>> start

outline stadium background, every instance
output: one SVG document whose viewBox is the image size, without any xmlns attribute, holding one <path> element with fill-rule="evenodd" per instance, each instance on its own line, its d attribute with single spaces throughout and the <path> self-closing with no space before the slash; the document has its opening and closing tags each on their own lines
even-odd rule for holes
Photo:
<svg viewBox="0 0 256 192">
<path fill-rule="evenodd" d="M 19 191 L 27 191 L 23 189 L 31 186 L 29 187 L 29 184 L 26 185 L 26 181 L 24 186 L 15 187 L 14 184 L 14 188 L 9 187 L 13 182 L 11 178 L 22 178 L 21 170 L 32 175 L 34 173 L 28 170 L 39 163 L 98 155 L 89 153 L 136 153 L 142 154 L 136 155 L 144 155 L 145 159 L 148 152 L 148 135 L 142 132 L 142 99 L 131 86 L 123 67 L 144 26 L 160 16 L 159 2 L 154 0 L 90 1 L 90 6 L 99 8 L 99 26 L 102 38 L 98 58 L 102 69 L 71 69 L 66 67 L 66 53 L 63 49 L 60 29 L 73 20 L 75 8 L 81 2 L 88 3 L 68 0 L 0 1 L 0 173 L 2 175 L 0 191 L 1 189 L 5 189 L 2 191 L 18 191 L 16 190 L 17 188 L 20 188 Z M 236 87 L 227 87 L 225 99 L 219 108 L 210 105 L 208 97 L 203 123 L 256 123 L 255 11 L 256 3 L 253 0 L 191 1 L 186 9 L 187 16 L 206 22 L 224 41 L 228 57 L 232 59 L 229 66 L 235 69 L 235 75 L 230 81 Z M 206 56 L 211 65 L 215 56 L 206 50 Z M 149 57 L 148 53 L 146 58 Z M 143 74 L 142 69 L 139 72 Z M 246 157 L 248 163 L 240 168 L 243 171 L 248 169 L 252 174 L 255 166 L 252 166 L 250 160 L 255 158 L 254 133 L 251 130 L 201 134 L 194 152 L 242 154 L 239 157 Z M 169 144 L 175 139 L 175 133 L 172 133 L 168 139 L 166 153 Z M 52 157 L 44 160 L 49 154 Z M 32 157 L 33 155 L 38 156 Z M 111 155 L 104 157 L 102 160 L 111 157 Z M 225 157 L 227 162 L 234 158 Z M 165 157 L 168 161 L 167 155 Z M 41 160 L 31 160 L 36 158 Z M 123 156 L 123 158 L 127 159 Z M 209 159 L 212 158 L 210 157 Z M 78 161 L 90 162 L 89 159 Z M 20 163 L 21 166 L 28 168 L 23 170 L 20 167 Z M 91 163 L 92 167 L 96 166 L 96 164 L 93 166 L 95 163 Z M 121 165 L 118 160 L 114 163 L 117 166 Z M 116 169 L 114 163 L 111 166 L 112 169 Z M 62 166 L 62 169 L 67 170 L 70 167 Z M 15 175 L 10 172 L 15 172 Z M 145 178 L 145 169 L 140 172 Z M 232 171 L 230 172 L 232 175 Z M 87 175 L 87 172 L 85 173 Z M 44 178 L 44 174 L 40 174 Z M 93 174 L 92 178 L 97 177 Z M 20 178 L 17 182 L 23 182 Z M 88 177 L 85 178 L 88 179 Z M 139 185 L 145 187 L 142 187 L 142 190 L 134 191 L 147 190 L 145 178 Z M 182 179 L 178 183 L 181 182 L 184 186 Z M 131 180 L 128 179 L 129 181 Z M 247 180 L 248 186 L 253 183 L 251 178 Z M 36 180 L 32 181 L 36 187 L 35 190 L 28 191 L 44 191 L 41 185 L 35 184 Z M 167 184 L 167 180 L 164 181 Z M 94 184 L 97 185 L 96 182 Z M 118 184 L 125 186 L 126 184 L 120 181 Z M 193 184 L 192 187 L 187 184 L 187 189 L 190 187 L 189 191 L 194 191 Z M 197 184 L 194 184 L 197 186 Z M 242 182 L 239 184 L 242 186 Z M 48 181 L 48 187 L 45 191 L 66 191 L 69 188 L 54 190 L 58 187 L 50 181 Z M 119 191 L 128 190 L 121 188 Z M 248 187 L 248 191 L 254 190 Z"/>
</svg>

>> end

--- WORK TO COMPLETE ---
Copy out each line of the records above that contains the string "viewBox".

--- WRITTEN SOLUTION ---
output: one SVG document whose viewBox is the image size, without any xmlns attribute, holding one <path> element with fill-rule="evenodd" per instance, each instance on its own line, its d attribute with single spaces throughout and the <path> self-closing with no space before the slash; the document has its opening and closing tags each on their own lines
<svg viewBox="0 0 256 192">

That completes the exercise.